• **Given information**
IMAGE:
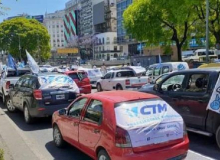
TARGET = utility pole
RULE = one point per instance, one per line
(207, 31)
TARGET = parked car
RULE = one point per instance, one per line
(82, 80)
(155, 70)
(40, 95)
(189, 92)
(11, 77)
(200, 55)
(120, 80)
(114, 126)
(93, 74)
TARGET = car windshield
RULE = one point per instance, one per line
(94, 73)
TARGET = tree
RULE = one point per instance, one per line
(161, 21)
(214, 18)
(20, 34)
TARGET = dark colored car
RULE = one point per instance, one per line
(40, 95)
(189, 93)
(82, 81)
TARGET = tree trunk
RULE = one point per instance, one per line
(179, 52)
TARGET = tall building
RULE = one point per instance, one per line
(130, 45)
(55, 26)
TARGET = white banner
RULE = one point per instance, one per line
(214, 102)
(149, 122)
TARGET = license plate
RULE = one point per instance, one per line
(59, 97)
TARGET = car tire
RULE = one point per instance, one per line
(99, 87)
(27, 117)
(57, 137)
(10, 107)
(103, 155)
(217, 136)
(119, 87)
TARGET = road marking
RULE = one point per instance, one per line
(198, 154)
(28, 142)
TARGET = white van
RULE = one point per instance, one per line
(155, 70)
(200, 55)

• **Your assignment**
Scan the data above for the word "white" and report every line where it is found.

• **Task answer**
TARGET = white banner
TARGET = white van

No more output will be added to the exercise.